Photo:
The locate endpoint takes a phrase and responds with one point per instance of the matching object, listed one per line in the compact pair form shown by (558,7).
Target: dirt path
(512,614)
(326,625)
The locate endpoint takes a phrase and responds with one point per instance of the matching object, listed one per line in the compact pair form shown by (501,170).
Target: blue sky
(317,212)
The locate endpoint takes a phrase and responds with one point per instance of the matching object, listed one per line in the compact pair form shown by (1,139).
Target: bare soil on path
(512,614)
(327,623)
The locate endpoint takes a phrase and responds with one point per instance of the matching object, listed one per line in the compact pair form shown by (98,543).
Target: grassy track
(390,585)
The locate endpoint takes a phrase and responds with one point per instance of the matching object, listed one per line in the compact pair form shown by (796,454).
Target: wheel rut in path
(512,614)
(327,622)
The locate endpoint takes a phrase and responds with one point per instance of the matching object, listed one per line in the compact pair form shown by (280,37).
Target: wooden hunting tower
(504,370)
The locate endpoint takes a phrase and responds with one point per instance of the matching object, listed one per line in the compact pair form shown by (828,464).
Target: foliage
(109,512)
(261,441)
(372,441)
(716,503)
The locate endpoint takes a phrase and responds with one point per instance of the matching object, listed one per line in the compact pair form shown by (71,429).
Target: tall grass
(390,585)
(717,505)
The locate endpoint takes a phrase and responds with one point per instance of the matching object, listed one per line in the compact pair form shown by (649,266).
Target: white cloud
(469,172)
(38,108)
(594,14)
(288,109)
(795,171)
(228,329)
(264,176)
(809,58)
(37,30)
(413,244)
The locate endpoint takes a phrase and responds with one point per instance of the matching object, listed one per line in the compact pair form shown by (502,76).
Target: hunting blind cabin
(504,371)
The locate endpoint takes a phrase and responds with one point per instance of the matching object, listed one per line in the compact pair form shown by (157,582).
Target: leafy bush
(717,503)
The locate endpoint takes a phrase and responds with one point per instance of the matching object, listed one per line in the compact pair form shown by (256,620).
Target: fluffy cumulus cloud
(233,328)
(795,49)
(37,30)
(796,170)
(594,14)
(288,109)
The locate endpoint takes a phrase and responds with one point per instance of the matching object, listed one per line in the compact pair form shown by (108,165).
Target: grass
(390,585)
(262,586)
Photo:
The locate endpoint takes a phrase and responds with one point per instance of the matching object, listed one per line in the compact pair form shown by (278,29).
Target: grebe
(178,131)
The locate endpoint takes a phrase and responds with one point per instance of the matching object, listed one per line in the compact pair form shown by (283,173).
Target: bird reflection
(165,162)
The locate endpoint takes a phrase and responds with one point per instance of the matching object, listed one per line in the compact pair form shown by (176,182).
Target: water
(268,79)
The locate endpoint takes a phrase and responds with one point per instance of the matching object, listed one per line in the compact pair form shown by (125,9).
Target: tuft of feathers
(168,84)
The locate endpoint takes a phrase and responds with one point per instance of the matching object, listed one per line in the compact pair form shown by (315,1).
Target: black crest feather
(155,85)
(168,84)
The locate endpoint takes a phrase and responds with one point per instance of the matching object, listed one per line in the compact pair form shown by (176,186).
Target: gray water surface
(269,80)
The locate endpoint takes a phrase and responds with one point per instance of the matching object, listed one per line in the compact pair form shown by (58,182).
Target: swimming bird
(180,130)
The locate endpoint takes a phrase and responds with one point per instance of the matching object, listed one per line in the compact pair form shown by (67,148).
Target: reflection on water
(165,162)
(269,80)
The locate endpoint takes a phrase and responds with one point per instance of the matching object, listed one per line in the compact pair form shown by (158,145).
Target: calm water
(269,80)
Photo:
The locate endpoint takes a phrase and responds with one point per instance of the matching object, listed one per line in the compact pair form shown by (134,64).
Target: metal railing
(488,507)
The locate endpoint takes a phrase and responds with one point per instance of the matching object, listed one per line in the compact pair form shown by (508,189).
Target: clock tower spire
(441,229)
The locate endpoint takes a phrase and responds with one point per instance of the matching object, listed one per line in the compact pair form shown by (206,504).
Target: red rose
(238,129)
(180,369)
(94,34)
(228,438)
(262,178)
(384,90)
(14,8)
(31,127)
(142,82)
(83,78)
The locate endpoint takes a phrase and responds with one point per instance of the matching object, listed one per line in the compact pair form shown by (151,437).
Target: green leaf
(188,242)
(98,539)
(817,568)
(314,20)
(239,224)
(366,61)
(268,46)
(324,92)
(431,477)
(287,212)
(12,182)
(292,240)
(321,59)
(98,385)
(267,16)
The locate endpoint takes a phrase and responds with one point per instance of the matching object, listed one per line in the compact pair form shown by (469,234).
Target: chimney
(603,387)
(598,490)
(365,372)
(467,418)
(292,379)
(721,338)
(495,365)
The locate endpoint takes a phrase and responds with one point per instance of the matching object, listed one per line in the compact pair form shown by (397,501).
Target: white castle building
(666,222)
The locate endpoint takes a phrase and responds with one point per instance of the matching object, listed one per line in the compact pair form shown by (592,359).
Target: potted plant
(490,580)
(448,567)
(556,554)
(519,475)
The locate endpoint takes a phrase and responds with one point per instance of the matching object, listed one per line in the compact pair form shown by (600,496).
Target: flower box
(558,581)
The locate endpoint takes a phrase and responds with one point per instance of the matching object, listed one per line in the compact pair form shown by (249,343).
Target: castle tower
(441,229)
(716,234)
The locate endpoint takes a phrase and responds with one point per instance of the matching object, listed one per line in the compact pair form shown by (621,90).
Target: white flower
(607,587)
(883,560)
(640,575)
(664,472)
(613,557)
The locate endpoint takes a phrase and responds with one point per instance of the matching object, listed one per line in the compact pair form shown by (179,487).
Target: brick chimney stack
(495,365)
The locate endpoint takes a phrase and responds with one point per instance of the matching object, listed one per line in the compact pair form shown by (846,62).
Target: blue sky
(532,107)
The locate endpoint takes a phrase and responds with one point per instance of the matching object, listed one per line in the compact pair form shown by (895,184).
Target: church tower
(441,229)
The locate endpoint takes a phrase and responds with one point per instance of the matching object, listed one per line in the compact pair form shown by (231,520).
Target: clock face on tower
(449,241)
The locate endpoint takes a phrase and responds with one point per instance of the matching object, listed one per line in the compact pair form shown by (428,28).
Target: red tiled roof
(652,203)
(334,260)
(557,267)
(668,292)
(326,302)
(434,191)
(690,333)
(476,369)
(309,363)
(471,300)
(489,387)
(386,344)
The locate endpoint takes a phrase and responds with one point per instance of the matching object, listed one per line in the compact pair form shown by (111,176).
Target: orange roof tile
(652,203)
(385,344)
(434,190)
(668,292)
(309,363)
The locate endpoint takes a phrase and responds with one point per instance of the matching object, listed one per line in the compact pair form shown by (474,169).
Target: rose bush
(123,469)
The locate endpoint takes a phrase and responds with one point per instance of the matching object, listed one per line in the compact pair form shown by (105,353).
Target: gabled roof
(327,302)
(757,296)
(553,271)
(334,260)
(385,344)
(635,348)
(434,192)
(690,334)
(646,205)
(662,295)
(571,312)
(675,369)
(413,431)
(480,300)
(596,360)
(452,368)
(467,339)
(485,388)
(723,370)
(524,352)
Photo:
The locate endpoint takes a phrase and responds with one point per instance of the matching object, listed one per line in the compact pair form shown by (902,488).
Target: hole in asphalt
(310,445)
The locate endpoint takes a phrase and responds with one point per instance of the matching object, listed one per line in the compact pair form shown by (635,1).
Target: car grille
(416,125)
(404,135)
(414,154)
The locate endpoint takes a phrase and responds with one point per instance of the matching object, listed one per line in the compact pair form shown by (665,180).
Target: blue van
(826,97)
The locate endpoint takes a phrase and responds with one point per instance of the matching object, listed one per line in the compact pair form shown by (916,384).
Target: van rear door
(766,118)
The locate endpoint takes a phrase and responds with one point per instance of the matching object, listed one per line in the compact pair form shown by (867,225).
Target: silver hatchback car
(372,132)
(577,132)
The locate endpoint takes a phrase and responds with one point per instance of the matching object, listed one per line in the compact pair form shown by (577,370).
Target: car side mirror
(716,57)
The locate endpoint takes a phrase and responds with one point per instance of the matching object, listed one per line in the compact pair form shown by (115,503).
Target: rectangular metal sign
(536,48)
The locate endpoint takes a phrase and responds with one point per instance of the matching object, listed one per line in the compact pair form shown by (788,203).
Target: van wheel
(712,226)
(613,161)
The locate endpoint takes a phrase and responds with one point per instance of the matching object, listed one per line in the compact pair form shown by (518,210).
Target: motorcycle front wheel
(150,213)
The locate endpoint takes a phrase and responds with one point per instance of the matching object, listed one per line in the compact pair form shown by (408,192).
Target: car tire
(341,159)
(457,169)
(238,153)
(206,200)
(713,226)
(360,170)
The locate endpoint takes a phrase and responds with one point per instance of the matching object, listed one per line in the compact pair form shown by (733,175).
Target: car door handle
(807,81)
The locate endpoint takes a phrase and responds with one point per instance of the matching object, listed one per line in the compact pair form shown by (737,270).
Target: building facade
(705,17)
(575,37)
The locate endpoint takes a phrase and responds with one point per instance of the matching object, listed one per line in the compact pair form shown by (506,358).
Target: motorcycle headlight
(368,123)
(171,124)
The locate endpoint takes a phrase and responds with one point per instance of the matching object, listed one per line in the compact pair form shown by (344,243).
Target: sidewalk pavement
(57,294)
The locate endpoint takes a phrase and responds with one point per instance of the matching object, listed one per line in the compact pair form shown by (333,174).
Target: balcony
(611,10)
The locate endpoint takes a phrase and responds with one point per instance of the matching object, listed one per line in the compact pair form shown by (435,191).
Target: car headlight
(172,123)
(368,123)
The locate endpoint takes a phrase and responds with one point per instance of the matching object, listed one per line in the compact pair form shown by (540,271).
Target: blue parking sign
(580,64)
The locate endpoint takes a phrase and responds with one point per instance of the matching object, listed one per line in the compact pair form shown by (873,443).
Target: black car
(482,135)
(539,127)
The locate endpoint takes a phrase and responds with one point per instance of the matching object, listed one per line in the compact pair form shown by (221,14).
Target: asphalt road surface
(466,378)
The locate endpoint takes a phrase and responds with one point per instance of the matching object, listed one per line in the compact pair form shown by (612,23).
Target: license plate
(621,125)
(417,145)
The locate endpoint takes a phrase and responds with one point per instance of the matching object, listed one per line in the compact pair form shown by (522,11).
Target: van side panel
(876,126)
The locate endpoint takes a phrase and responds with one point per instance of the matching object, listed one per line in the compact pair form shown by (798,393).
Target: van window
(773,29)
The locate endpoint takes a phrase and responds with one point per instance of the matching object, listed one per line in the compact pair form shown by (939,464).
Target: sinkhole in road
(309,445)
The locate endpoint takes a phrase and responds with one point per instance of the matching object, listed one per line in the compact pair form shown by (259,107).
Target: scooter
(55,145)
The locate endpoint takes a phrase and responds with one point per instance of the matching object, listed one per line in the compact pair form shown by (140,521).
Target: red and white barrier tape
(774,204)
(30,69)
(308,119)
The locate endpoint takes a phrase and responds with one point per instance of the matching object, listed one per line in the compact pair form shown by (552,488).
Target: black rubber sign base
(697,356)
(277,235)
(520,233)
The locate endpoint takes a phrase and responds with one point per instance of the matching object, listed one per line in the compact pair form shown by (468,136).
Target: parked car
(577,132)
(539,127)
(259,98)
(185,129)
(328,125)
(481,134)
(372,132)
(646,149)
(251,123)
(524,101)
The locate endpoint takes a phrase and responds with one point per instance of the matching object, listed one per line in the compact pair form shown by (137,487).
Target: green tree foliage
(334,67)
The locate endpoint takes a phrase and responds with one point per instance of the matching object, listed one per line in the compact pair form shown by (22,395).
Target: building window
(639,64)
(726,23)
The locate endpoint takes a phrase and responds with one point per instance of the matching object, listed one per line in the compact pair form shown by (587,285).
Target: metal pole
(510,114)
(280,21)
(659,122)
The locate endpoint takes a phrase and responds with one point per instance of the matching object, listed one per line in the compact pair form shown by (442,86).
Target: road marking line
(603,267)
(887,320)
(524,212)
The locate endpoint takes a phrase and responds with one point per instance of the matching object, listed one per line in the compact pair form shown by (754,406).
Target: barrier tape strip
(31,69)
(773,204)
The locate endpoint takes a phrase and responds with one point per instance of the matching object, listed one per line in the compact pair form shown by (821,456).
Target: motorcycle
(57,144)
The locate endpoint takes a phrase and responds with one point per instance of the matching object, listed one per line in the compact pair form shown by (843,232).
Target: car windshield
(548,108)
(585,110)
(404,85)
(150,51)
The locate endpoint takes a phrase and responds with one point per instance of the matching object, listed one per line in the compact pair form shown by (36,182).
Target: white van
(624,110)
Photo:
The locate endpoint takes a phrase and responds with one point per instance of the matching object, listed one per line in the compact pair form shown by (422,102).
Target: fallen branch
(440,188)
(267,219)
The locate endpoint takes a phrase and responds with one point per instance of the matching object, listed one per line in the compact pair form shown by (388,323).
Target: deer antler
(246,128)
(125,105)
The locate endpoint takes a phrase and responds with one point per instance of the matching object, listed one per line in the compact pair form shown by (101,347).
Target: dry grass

────────

▶ **Stated exercise**:
Find the line containing "shown by (821,456).". Reproduce it exactly, along with every line after it through the last.

▶ **Task solution**:
The locate endpoint takes a phrase and responds with one point per instance of the matching object, listed one per line in the compact pair form shown by (821,456).
Target: motorcycle
(57,144)
The locate endpoint takes a phrase and responds with one point per instance of the matching object, listed one per line in the compact pair form shown by (843,232).
Target: car windshield
(548,108)
(585,110)
(404,85)
(150,51)
The locate endpoint takes a phrase and responds with one point per instance of the matching object, listed one per line in the compact pair form shown by (36,182).
Target: white van
(624,110)
Photo:
The locate endpoint takes a phrase and responds with one point per instance of the matching object, listed one per line in the compact pair form shown by (422,102).
Target: fallen branch
(440,188)
(267,219)
The locate endpoint takes a phrase and responds with one point per instance of the matching object, listed one per line in the compact pair form shown by (388,323).
Target: deer antler
(246,128)
(125,105)
The locate endpoint takes a phrase and responds with one point per instance of the matching object, listed one per line in the compact pair form shown by (101,347).
Target: dry grass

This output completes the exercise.